(Problem to solve):
Copy all of the data below verbatim, preserving every line without alteration.

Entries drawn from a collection
○ ○ ○

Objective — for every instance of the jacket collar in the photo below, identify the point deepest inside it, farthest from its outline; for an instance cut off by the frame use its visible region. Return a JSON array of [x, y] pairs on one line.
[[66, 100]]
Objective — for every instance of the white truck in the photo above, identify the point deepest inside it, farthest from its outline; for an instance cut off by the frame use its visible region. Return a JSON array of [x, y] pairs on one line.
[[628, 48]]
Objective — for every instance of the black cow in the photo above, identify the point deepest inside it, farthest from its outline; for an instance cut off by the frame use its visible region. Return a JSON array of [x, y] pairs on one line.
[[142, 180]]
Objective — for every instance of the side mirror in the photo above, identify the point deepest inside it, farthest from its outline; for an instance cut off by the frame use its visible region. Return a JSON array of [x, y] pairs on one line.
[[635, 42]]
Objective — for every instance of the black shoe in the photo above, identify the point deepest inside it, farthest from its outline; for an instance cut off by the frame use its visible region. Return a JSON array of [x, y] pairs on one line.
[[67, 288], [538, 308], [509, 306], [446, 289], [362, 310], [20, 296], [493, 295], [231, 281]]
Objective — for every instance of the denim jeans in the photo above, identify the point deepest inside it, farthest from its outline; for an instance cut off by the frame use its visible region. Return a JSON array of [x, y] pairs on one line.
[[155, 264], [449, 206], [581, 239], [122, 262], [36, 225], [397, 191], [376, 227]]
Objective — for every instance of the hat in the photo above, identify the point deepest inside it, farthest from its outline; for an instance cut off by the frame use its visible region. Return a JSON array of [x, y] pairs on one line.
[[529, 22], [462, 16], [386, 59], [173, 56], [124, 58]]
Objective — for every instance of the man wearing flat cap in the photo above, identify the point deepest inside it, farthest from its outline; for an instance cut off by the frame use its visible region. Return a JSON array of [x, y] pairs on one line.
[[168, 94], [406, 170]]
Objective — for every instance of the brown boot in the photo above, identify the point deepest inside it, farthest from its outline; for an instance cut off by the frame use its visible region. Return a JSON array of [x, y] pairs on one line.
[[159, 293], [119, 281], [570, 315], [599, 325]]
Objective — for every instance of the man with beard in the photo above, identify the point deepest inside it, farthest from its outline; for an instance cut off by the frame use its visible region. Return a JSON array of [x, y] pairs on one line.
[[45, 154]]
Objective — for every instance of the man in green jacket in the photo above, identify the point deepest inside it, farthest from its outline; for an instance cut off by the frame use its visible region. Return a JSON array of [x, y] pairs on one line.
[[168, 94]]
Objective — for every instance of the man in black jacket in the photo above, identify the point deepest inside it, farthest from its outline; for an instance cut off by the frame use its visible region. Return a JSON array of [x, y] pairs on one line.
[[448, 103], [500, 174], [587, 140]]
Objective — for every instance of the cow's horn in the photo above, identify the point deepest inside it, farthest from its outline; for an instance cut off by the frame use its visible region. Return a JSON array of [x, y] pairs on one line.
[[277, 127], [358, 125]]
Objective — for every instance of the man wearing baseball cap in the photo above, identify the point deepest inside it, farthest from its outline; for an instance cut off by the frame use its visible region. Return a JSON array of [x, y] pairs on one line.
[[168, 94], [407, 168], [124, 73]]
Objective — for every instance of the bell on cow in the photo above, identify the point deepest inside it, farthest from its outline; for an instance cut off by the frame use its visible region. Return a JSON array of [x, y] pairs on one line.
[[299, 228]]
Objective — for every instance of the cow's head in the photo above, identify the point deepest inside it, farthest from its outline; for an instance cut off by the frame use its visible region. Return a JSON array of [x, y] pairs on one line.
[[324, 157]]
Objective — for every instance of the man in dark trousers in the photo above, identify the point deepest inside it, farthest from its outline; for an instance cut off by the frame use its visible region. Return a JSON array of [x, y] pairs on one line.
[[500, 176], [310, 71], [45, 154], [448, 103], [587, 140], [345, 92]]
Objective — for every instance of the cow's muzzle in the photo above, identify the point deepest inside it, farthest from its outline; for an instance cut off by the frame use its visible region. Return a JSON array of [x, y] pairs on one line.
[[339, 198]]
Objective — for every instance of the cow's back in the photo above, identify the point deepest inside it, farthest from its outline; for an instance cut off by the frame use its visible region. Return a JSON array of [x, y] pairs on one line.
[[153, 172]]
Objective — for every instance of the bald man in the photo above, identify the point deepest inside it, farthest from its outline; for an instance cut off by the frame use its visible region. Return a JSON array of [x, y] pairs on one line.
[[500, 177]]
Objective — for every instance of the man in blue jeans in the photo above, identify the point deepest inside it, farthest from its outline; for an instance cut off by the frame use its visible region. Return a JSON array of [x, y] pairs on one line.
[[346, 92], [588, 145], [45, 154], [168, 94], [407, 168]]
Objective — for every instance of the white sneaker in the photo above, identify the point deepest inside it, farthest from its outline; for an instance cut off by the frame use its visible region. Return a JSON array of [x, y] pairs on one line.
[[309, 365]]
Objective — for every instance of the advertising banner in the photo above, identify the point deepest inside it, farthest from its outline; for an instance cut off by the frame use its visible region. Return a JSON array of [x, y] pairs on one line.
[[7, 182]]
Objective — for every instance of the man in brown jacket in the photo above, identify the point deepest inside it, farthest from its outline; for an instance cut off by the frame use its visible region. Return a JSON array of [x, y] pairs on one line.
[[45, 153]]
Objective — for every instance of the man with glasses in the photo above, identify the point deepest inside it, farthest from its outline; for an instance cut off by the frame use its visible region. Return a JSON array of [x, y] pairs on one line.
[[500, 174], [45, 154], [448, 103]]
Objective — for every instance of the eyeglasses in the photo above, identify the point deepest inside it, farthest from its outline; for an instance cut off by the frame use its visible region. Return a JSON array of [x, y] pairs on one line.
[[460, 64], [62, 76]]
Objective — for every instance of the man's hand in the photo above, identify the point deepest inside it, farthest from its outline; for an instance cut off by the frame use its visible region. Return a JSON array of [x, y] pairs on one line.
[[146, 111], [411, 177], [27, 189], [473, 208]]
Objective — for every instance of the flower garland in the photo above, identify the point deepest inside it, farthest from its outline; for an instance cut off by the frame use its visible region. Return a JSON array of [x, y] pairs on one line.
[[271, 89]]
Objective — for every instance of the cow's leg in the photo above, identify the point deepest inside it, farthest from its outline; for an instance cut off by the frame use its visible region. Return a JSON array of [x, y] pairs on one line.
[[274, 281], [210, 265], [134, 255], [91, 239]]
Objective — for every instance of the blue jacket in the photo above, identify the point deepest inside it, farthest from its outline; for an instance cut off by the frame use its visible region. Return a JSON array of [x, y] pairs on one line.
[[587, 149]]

○ ○ ○

(Full solution):
Objective — for every instance of the jacket collar in the photo below, identify the point deepest inside it, farthest from its outline; for an instance cut off by the frame use its visible region. Return a JSON array of [x, y] pairs on one line.
[[66, 100]]
Objective — for every instance of the white truck in the photo above, identify the point deepest inside it, farthest from its outline; for an instance cut off by the frame use its visible region. Return a JSON array of [x, y] pairs on one line.
[[628, 48]]
Objective — for every instance of the black cow in the photo above, identify the point deepest inside it, farthest from its outline; for an instance cut off by the frame use its visible region. Return a JSON array of [x, y] pairs on one line.
[[142, 180]]
Objective — for every instance of the side mirror in the photo above, identify the point deepest inside it, farthest from its outline; for an instance cut off by the frame use its visible region. Return a JSON array of [x, y] pairs on one line.
[[635, 42]]
Objective — for every instance of the black shoe in the photo above, identify the point deepest inside it, farthest from its outline; for an instance cut off by the frame use its visible region. Return a JSON array of [x, y] pairs on one line.
[[67, 288], [538, 308], [509, 306], [446, 289], [362, 310], [20, 296], [493, 295], [231, 281]]
Objective — for every instance of the denim jeans in the photo above, identify the point deepest inside it, farthest from its outline; for an instance cut off by the frame use its visible region. Return a JSON array of [x, y] pairs on one line.
[[155, 264], [449, 206], [581, 239], [122, 262], [36, 225], [397, 191], [376, 227]]
Objective — for every instance of the hat in the photo above, identify the point deepest inside it, farthest from its outline; for an instance cut off by the frame use its visible region. Return a JSON array of [x, y] pairs on one line.
[[529, 22], [462, 16], [386, 59], [173, 56], [124, 58]]
Objective — for every instance of the man wearing flat cap in the photo above, identify the point deepest inside it, farthest from its outline; for an instance cut off by the frame use its visible region. Return a JSON array of [x, y] pairs on one line.
[[168, 94], [406, 170]]
Objective — for every instance of the brown boot in the photo above, identify the point deepest inside it, farthest from its outline; for an instance cut off by the frame use its visible region. Return a JSON array of [x, y] pairs on one line.
[[159, 293], [119, 281], [570, 315], [599, 325]]
Objective — for every instance of the man with beard in the photo above, identify the point deepest inside it, farthest from its outline; for an instance cut off by the frame use its visible region. Return a JSON array of [x, y] pairs on one line.
[[45, 154]]
Objective — for every instance of the man in green jacket in the photo above, identify the point deepest inside it, farthest from its outline; for an instance cut off by the frame use its visible region. Return a JSON array of [x, y] pairs on one line.
[[168, 94]]
Objective — for every instance of the man in black jacket in the photo above, identify the point deepest inside it, farthest from its outline; for an instance cut off by the frame use its visible region. Return a JSON array of [x, y] pairs on one line.
[[448, 103], [500, 174], [587, 140]]
Objective — for every instance of the cow's horn in the photo above, identify the point deepest inside it, farthest from its outline; for an instance cut off by the frame use its visible region. Return a JSON array of [x, y] pairs on one line.
[[277, 127], [358, 125]]
Objective — for every instance of the man wearing baseball cap in the photo above, identify the point deepest inside it, farthest from its outline; for an instance cut off by the frame use its visible region. Return a JSON array of [x, y] pairs on one line.
[[168, 94], [407, 168], [124, 73]]
Objective — for every instance of the bell on cow in the photo above, identify the point deepest inside it, farthest from its outline; for an instance cut off by the frame use its visible region. Return a JSON array of [x, y] pairs on one line.
[[299, 228]]
Objective — for every instance of the cow's head in the photo above, identify the point deepest inside it, farthest from its outline; for an instance cut off by the frame use its visible region. Return a JSON array of [x, y] pairs on one line.
[[324, 157]]
Objective — for every instance of the man in dark trousers in the photo above, identify the point deepest inside it, farthest from its outline; for an instance cut off by the frame use its visible region. Return a JSON array of [x, y] pairs on one line.
[[500, 176], [310, 71], [45, 154], [448, 103], [587, 140], [345, 92]]
Objective — for every instance of the cow's muzzle in the photo above, identify the point deepest inside it, farthest from its outline; for an instance cut off by the frame use its visible region. Return a JSON array of [x, y] pairs on one line.
[[339, 198]]
Objective — for every instance of the cow's back in the photo above, identify the point deepest inside it, farthest from its outline; for an instance cut off by the frame use its visible region. Return a JSON array of [x, y] pairs on one line.
[[153, 172]]
Objective — for every instance of the bald man in the photo above, identify the point deepest inside it, farthest from its outline; for an instance cut off by the frame use its visible region. Return a JSON array of [x, y] pairs on one line.
[[500, 177]]
Objective — for every instance of the man in blue jeans in the photo above, identify the point deepest inside it, farthest from its outline; for an instance cut off by the frame use its visible region. Return a JSON array of [x, y] pairs on one line.
[[346, 92], [588, 145], [45, 154], [168, 94], [407, 168]]
Objective — for every instance of the white sneaker in the photo above, identify the point deepest inside it, farthest from its outline; for an instance cut off by the frame use its visible region. Return a JSON array of [x, y] pairs on one line.
[[309, 365]]
Objective — for every instance of the advertising banner in the photo above, identify the point deepest inside it, farthest from its outline; for an instance cut off by the frame use its visible region. Return a JSON array of [x, y] pairs on one line.
[[7, 182]]
Objective — for every instance of the man in brown jacket in the photo above, identify the point deepest inside it, farthest from its outline; for an instance cut off by the frame use its visible region. Return a JSON array of [x, y] pairs on one line.
[[45, 153]]
Objective — for every instance of the man with glasses in the photo above, identify the point deepest inside it, farthest from its outline; for an instance cut off by the frame use its visible region. Return a JSON array of [x, y] pairs on one line.
[[500, 174], [45, 154], [448, 103]]
Objective — for every instance of the eyeglasses in the photo above, identify the point deepest inside it, farthest from its outline; for an instance cut off by the frame use its visible region. Return a JSON array of [x, y] pairs on one line.
[[460, 64], [62, 76]]
Objective — for every instance of the man's hand in the photo above, identify the point deepest inside it, farthest from its outline; for an instance cut off by the frame use its visible region. Return a JSON array of [x, y] pairs on one line.
[[146, 111], [411, 177], [27, 189], [473, 208]]
Objective — for every instance of the flower garland in the photo above, identify the point deepest inside it, farthest from its outline; for an instance cut off by the frame use its visible region. Return a JSON array of [x, y] pairs on one line.
[[271, 89]]
Objective — for every instance of the cow's leg in the photo above, identify the point deepest inside it, farthest from its outline; for an instance cut off by the frame use its visible region. Return a JSON array of [x, y] pairs on one line.
[[274, 281], [210, 265], [134, 255], [91, 239]]
Objective — for every instance of the blue jacket in the photo above, identify the point deepest inside it, farthest from its outline; for an instance cut off by the frame use its visible region. Return a JSON array of [x, y] pairs on one line.
[[587, 149]]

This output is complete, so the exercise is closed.